# Skoda Superb - test drive...



## hotwaxxx (Jul 12, 2007)

I will be taking a test drive in a 2010 Skoda Superb Elegance on Friday as I need something bigger as the family will grow to four in July 2013. 

Initially, it was a toss up between two cars; Superb or the Jaguar XF. However, my head is going to win the battle over the heart as the XF, although stunning as it looks, has no legroom, a smaller boot and a thirstier engine. 

Coming from an Audi A4 though, I'm just hoping the Superb isn't too much the same as although it is far bigger a car, it certainly looks quite similar inside up front.

So just a quick question as to what to look out for when taking the test drive. The car I'm looking at has 72k on the clock and is a 170 CR diesel in Rosso Maroon with a beige leather interior (DSG box). 

Thanks.:thumb:


----------



## New Novice (Feb 10, 2013)

I had a 4x4 Superb Estate Petrol until very recently. I can say without hesitation that it is an excellent car. Large as you say, but by no means a barge. Plenty of room inside, and in the rear. Comfortable, easy to drive, great for long distances and carrying people and "stuff". I never had one issue or problem with mine. I did not have the DSG, however by all acounts it is excellent. If you want a lot of information and opinions go to: http://www.briskoda.net/

NN


----------



## hotwaxxx (Jul 12, 2007)

I've been reading reviews left, right and centre and everyone says the same - for the money, you'll be hard pressed to find a better exec car.

I'm really looking forward to the test drive now and seeing how the build quality compares to the Audi A4 I currently own.


----------



## Brigham1806 (Apr 1, 2011)

Lad at work has just bought one... He loves it!


----------



## 123stevevw (May 19, 2008)

Comfortable, spacious, well spec'd, reliable, economical, solid well built car.

__Information provided__.
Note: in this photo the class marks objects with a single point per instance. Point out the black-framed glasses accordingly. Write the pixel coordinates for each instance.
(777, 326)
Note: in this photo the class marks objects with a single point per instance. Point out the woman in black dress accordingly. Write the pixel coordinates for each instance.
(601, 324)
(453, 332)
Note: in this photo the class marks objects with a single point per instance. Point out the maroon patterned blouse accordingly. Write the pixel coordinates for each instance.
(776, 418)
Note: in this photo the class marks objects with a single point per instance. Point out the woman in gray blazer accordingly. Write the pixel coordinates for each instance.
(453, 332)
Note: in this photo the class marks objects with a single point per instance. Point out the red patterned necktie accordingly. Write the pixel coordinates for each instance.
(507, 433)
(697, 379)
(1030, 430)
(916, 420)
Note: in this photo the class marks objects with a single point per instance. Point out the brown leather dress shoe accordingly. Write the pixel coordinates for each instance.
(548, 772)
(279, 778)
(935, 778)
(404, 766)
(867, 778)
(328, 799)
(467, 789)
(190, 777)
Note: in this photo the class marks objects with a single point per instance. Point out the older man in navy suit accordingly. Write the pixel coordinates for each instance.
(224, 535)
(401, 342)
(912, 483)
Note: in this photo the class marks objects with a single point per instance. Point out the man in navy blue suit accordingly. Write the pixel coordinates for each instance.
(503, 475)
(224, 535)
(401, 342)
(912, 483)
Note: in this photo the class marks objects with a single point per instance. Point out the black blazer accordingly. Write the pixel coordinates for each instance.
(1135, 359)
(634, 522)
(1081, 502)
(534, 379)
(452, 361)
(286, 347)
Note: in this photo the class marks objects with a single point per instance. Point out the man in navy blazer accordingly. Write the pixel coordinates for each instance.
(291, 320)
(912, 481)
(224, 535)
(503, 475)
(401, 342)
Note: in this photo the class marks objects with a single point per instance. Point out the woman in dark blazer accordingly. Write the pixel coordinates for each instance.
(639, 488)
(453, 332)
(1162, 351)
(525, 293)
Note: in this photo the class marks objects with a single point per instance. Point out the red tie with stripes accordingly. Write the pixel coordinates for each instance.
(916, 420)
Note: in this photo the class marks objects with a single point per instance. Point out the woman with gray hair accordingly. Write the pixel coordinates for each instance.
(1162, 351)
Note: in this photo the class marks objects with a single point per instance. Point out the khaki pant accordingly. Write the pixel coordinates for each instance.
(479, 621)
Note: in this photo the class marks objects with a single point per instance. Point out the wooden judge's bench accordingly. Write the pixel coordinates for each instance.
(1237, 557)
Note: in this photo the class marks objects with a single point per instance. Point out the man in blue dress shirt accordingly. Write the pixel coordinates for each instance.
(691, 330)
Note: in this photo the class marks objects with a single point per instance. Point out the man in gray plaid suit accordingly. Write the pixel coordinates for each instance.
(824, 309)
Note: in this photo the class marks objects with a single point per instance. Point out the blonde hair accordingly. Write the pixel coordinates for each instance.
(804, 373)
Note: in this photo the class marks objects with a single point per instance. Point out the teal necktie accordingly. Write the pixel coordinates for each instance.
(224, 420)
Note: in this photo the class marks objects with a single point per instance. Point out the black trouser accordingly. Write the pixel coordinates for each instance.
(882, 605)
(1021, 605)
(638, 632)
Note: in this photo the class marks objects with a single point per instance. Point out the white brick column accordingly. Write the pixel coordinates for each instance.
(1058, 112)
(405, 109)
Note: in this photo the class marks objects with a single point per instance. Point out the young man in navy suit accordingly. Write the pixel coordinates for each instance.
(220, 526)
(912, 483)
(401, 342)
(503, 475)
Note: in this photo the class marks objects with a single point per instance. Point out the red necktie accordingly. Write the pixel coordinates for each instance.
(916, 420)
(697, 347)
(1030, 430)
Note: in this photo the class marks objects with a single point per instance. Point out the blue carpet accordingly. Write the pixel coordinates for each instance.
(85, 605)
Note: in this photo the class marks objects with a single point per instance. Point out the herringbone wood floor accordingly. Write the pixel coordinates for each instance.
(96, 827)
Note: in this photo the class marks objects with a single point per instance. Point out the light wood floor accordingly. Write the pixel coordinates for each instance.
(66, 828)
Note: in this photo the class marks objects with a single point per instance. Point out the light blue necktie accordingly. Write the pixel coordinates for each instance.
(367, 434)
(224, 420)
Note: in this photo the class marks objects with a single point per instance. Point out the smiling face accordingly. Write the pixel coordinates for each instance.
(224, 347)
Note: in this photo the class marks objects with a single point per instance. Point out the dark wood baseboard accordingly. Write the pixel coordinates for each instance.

__To do__.
A. According to the Skoda Superb thread, what color is the car the first poster plans to test drive?
B. Retype the part of the Skoda Superb thread that begins at the words "I had a 4x4" and stops after the words "better exec car.", without changing anything.
The items are separate material, unrelated to the Skoda Superb thread.

__Solution set__.
A. Rosso Maroon.

B.
I had a 4x4 Superb Estate Petrol until very recently. I can say without hesitation that it is an excellent car. Large as you say, but by no means a barge. Plenty of room inside, and in the rear. Comfortable, easy to drive, great for long distances and carrying people and "stuff". I never had one issue or problem with mine. I did not have the DSG, however by all acounts it is excellent. If you want a lot of information and opinions go to: http://www.briskoda.net/

NN


----------



## hotwaxxx (Jul 12, 2007)

I've been reading reviews left, right and centre and everyone says the same - for the money, you'll be hard pressed to find a better exec car.